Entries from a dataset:
---
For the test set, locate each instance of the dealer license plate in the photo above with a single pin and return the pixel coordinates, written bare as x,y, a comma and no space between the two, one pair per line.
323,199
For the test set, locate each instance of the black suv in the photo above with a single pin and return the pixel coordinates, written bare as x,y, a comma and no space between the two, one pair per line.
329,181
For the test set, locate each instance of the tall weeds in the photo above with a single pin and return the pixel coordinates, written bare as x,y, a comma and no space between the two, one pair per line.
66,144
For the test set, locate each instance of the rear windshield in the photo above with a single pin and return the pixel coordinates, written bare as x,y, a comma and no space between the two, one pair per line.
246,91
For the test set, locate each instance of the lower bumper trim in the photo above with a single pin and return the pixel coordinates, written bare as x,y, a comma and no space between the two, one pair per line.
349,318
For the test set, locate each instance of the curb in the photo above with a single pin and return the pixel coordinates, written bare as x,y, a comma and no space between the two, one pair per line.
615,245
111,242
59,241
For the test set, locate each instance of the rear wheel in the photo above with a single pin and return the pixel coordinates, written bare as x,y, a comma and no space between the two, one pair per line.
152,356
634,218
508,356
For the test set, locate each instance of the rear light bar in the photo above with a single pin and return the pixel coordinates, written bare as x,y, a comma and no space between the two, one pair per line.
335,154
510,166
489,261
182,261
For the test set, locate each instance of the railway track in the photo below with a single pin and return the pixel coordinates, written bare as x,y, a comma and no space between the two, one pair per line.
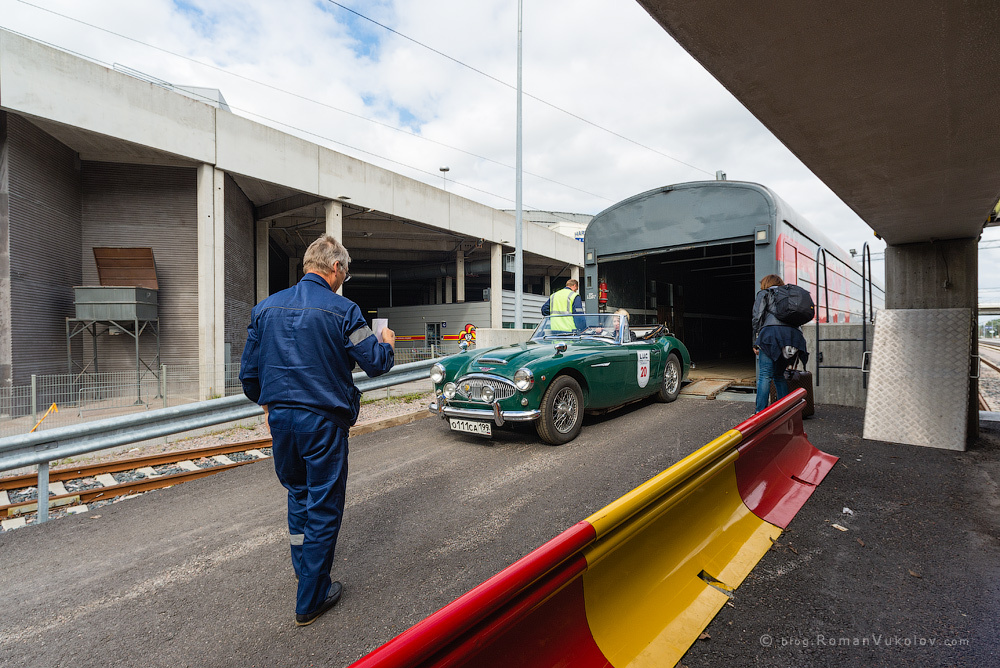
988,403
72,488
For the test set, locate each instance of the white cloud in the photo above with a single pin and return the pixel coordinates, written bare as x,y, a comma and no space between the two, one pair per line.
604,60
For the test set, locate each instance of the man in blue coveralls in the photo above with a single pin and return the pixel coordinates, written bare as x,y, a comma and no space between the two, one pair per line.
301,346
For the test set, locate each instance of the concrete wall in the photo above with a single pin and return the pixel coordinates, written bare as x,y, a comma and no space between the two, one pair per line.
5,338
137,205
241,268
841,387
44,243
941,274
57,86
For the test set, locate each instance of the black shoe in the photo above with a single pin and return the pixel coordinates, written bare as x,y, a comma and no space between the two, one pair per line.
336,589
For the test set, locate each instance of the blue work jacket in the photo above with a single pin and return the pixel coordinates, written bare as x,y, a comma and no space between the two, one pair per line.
---
## SHORT TASK
Restate the listing above word for word, and skip the pictures.

## EXERCISE RESPONSE
For the test set, locate each instance of the dealer license plate in the photo above with a single pin and return the pixel coordinates, written bare as x,y, a comma and no space between the two, one pair per line.
323,199
For the test set, locate each instance of the black suv in the photo above with a single pin and return the pixel coordinates, written bare as x,y, a comma and no space between the two, one pair per line.
329,181
For the test set, locate each instance of the tall weeds in the photo above with a single pin and return the pixel coordinates, written bare as x,y, a comma and no space between the two, one pair per line.
66,144
For the test set, locate each instance of the rear windshield in the photo above with a single pin and return the pixel coordinates, written bare as x,y, a comma and no space between the two, one pair per line.
246,91
For the test set, locate each instance of the lower bumper trim in the photo above with a single pin and return the pixel coordinates, written bare as x,y, a comma and no space between the two, one pair per line.
349,318
For the test set, locate each instance of the curb in the photo above with a single pin and return the pixel coordinates, written bare as x,y, a comma and no space between the two, one pair per line.
615,245
111,242
59,241
For the test set, locate each instance of the rear wheel in the photo above with a single pin and return the pixel coordinates, written bare as x,y, a comma and no space between the two, one pair per line.
152,356
634,218
508,356
For the test set, locate each instance of the rear light bar in the photo above with a single pin and return the pixel coordinates, written bare as x,y, a comma and no space between the two, one pair per line.
335,154
510,166
489,261
182,261
For the test set, locate each instance of the railway track in the photo below with a single pin and return the pixel coordinates, written bare as x,y, a comma and no space between the two, one pair per line.
988,403
72,488
For the test set, locate each instance of the white cloud in the photo above with a single pin and return the pixel coordinates, written bare as x,y, a comma and no space between the two, one pair per line.
604,60
For the test set, locate each instance of the man in blue coveralls in the photo above with a single pin and return the pixel coordinates, written bare as x,y, a comma and no space between the two, one pair per line.
301,346
For the test set, locate each instance of the concrete wall in the photo above with a single pin and return the pixel coordinates, written bare as x,y, a comma and no space between the two, one pair per line.
5,338
137,205
241,268
841,387
44,243
941,274
57,86
For the test set, locate each instance of the black shoe in the photo above with a single pin and return the pixel coordinates, written bare as x,y, a comma and no space between the two, one pair per line.
336,589
For the test set, locate each instance of the blue work jacket in the photo above with a single pin and return the pixel coordinates, written bare as x,y, a comma and no space between the two, one pair per line.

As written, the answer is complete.